• [Record set]

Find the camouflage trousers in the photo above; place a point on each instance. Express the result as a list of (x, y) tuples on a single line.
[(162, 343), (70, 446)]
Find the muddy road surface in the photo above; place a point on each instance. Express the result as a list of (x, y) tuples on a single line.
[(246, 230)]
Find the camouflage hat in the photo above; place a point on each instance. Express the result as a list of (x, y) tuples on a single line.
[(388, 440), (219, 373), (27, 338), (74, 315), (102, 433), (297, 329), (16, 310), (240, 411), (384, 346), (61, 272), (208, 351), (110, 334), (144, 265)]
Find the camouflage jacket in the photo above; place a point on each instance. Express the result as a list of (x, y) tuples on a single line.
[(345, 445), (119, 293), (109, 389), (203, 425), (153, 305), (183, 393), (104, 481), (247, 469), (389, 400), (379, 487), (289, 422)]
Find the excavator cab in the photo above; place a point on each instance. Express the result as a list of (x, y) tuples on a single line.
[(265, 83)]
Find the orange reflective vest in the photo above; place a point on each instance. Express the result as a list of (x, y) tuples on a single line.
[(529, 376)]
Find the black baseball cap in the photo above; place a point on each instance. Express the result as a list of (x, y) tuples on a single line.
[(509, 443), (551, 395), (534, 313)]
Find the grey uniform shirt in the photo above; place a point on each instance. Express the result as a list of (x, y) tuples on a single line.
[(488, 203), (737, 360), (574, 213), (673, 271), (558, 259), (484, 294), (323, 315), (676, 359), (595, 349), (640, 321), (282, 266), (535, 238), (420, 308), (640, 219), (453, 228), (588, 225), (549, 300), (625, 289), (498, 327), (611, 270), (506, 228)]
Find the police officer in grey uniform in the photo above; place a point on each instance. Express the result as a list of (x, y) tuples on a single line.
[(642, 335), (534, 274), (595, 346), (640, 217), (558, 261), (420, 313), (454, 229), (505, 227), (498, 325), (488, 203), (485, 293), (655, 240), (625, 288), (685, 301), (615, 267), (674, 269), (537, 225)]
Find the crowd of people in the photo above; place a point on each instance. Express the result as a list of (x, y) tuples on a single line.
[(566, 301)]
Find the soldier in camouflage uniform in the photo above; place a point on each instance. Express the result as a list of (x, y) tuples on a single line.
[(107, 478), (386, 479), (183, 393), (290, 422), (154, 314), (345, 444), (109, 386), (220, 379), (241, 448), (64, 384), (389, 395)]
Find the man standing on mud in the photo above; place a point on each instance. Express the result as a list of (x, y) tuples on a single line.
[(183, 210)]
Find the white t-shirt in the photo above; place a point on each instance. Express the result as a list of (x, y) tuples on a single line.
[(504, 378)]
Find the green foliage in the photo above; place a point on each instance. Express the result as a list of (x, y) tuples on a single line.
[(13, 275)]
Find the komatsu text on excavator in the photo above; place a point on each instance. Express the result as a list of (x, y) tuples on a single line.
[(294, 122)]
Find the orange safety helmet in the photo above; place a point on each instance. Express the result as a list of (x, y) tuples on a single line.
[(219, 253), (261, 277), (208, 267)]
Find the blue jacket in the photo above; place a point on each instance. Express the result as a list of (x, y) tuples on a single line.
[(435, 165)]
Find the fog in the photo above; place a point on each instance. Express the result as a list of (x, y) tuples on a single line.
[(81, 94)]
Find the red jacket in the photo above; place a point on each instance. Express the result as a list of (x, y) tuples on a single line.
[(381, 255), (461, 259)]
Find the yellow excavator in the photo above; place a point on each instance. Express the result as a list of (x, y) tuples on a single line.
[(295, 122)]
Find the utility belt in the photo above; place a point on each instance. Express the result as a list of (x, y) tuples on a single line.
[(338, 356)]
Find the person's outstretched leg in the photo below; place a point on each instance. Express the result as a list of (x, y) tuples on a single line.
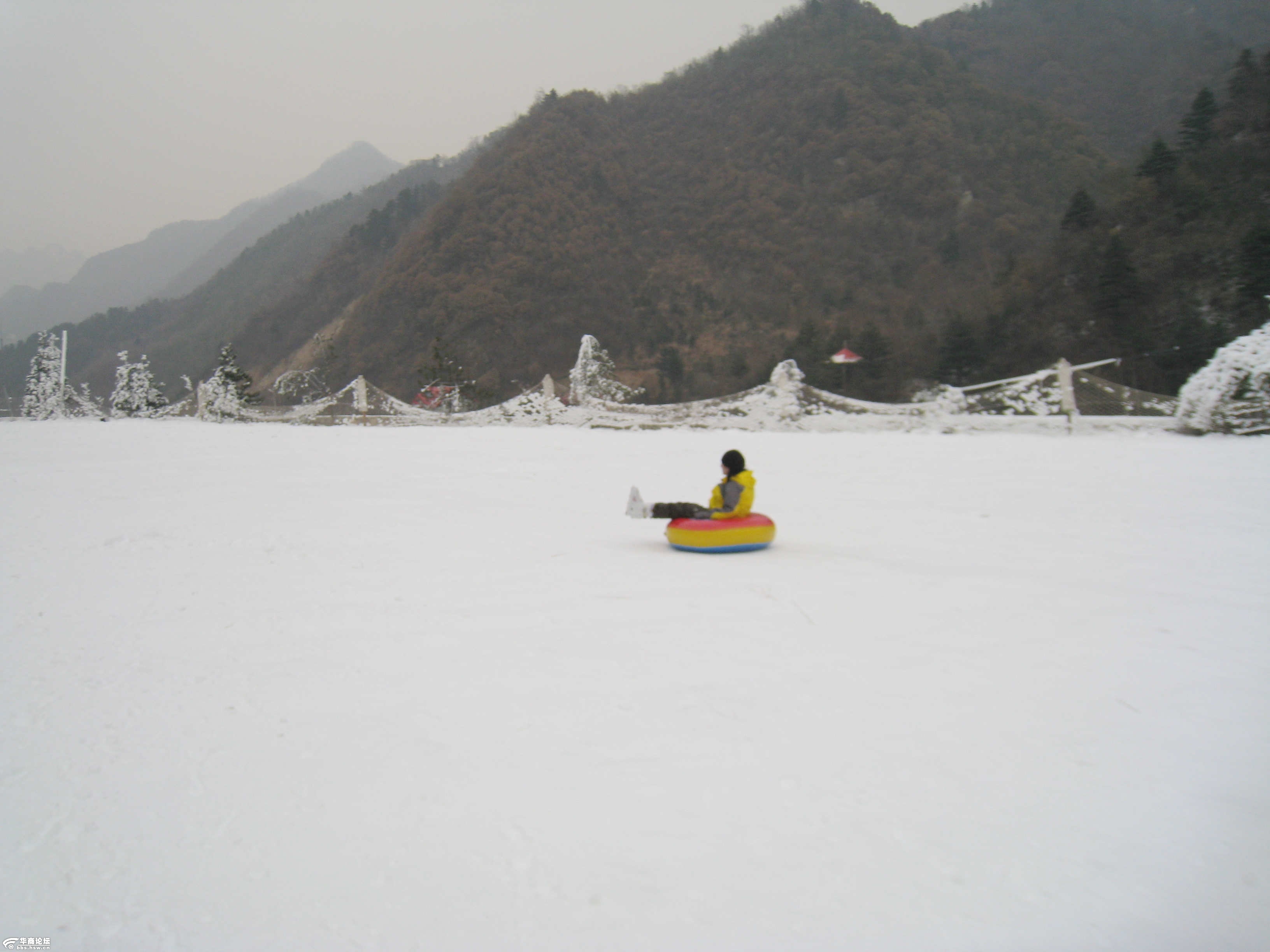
[(675, 511)]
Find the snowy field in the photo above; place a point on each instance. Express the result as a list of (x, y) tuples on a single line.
[(307, 688)]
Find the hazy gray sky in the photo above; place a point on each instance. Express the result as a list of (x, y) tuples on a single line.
[(120, 116)]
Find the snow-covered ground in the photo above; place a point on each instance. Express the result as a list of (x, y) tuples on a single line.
[(309, 688)]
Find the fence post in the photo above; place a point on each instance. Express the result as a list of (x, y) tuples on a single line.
[(1067, 393), (360, 402)]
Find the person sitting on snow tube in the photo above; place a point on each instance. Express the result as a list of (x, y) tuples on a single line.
[(732, 499)]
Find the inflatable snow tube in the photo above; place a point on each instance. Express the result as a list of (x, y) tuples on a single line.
[(718, 536)]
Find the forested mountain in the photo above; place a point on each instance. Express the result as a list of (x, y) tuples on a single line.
[(1128, 69), (830, 176), (1159, 264), (177, 258), (182, 336)]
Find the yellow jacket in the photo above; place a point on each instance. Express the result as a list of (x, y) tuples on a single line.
[(726, 503)]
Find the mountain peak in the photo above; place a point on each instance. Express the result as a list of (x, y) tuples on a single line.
[(348, 171)]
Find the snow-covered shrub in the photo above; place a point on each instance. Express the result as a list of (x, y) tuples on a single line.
[(945, 399), (1035, 395), (1239, 372), (82, 403), (42, 398), (225, 395), (135, 391), (788, 376), (302, 386), (593, 379)]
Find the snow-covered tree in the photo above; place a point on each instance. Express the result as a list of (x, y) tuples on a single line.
[(1239, 371), (225, 395), (304, 386), (135, 393), (44, 398), (82, 403), (593, 380)]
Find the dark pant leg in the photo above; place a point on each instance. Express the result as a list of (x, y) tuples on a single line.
[(675, 511)]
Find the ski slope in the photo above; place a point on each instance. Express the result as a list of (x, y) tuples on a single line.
[(356, 688)]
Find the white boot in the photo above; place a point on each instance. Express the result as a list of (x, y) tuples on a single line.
[(635, 506)]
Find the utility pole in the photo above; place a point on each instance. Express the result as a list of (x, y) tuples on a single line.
[(61, 389)]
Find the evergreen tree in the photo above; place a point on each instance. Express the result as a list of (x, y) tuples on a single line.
[(1082, 212), (1119, 294), (44, 398), (593, 378), (1197, 129), (1160, 162), (135, 391), (225, 394)]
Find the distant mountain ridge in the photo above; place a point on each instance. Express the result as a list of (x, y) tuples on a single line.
[(177, 258), (36, 267), (1127, 69), (182, 336)]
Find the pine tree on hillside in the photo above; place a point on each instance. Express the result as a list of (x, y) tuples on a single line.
[(1197, 128), (135, 391), (593, 378), (225, 394), (1082, 212), (44, 398), (1119, 292), (1160, 162)]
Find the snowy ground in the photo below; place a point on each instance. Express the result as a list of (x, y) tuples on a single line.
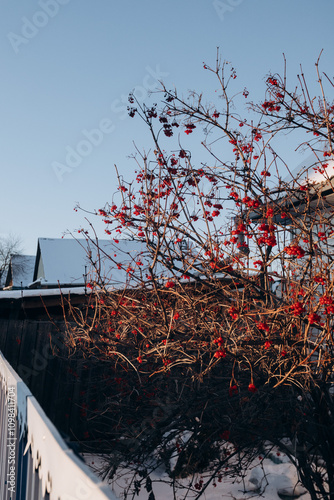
[(273, 478)]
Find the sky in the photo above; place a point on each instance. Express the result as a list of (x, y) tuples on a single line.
[(67, 67)]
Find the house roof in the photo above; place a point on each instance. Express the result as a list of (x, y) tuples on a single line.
[(20, 271), (318, 176), (73, 262)]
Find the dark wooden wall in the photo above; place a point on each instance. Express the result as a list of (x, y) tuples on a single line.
[(62, 385)]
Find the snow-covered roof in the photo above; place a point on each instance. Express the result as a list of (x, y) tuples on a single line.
[(20, 271), (74, 262)]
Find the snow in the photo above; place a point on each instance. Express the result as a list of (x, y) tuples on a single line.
[(67, 260), (22, 270), (267, 478)]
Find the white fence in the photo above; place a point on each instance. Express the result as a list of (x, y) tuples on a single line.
[(35, 462)]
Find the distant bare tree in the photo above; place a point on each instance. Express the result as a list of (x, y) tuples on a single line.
[(9, 245)]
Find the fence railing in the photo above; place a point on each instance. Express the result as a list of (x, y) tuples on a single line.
[(35, 462)]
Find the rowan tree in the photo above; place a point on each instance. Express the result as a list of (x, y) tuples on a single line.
[(221, 340)]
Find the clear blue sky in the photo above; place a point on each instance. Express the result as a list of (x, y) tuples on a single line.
[(66, 65)]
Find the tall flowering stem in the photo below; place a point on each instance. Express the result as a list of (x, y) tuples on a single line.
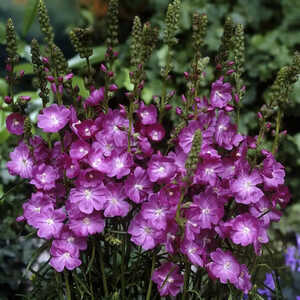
[(114, 198)]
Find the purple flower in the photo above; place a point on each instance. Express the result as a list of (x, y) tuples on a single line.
[(160, 168), (193, 251), (263, 209), (244, 282), (138, 185), (79, 149), (88, 198), (53, 118), (66, 235), (15, 123), (269, 282), (221, 93), (115, 205), (83, 225), (120, 164), (49, 222), (86, 129), (168, 279), (142, 233), (273, 173), (35, 205), (156, 210), (95, 97), (21, 162), (208, 210), (208, 171), (224, 266), (156, 132), (244, 230), (147, 114), (244, 188), (44, 177), (64, 256), (116, 126)]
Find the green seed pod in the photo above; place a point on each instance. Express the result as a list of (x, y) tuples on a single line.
[(172, 23), (193, 157), (44, 21), (27, 130), (136, 44), (239, 50), (226, 42), (199, 31), (11, 42), (112, 24)]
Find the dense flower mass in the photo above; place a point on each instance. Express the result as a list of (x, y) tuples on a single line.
[(201, 197)]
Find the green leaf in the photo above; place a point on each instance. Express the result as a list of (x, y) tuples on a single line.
[(98, 55), (4, 134), (76, 80), (30, 14), (26, 67), (3, 87), (2, 34)]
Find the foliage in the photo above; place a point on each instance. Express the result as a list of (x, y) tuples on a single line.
[(271, 37)]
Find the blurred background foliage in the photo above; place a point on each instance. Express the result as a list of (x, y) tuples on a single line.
[(272, 35)]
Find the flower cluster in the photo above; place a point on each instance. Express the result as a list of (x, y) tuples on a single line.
[(110, 164)]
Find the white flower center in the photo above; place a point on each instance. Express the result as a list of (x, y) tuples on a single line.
[(50, 221), (54, 120), (88, 194), (86, 221), (138, 187)]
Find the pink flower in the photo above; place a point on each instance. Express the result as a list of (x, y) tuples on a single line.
[(156, 132), (147, 114), (120, 164), (244, 188), (244, 229), (44, 177), (63, 255), (142, 233), (208, 210), (15, 123), (84, 225), (168, 279), (88, 198), (224, 266), (53, 118), (21, 162), (79, 149), (95, 97), (160, 168), (115, 205), (138, 185), (49, 222)]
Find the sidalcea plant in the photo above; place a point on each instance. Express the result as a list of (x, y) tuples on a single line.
[(186, 205)]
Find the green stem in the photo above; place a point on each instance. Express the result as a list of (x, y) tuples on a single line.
[(58, 284), (186, 278), (276, 140), (123, 283), (164, 91), (68, 290), (150, 281), (103, 273)]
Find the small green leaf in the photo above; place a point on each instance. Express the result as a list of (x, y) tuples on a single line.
[(79, 81), (3, 87), (26, 67), (30, 14), (2, 34), (98, 55)]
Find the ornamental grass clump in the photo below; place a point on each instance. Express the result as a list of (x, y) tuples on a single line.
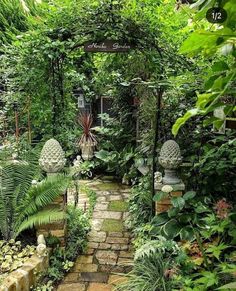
[(87, 141)]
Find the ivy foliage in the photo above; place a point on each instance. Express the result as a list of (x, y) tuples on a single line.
[(214, 42)]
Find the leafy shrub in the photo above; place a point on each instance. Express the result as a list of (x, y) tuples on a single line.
[(78, 227), (156, 264), (217, 166)]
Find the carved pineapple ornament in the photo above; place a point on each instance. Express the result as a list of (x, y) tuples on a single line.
[(170, 159), (52, 157)]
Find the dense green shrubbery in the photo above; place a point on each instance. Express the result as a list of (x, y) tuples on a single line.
[(78, 226)]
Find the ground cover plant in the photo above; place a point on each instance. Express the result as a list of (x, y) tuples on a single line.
[(13, 256), (177, 82)]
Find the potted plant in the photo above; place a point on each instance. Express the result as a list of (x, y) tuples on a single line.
[(87, 142)]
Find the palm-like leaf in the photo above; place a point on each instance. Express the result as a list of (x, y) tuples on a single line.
[(41, 217), (21, 203)]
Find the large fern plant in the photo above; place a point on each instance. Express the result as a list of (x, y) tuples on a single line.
[(24, 205)]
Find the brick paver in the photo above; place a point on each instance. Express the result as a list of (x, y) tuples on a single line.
[(109, 250)]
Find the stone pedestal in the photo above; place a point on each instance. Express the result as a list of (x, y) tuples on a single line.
[(165, 204), (57, 228)]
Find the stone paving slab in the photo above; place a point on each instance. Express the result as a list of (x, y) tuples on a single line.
[(72, 287)]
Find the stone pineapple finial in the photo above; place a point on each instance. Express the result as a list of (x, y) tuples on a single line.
[(170, 159), (52, 157)]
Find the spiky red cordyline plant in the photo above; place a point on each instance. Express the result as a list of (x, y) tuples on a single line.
[(85, 120)]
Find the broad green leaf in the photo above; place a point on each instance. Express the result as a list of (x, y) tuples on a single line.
[(231, 286), (160, 219), (220, 66), (160, 195), (178, 202), (173, 212), (216, 250), (189, 195), (172, 228), (187, 233), (182, 120)]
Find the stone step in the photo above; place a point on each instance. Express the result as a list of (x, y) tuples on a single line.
[(93, 277)]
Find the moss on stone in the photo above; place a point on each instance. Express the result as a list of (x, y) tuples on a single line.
[(112, 225), (108, 186), (118, 205)]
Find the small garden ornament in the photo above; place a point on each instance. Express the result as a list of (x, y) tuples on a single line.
[(41, 248), (52, 157), (170, 159)]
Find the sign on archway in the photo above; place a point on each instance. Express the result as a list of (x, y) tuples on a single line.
[(108, 46)]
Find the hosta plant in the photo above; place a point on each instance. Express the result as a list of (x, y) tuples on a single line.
[(24, 204), (87, 141)]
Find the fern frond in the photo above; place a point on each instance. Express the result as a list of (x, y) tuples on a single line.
[(43, 194), (41, 217)]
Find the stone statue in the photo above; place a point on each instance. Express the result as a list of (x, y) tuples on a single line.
[(170, 159), (158, 177)]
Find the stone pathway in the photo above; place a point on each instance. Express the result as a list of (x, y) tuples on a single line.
[(109, 243)]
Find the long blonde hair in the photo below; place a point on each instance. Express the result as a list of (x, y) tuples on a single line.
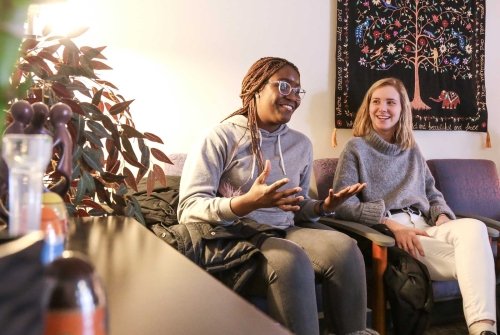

• [Stated exercise] Extract every row above that contains the word "below", copying each one in full.

• [Reply]
Find the person's outstretched leg in the photo below; place a point on each instance. Express the result as a list of (x, y) tuples on a single line.
Find the snowy ground in the photo below; place a point on each instance. Express the result as a list of (x, y) tuples on a single line.
Find the tall flowering stem in the photo below; place a point on each instance. Express the result as a list of (x, y) tuples on a single line.
Find the ornamental grass clump in the photo below; place a point on each instance. Express the result as a list of (x, y) tuples on a single line.
Find the long blonde hair in the photo below; place a point on each instance. Express the result as a list of (x, y) tuples on a single line.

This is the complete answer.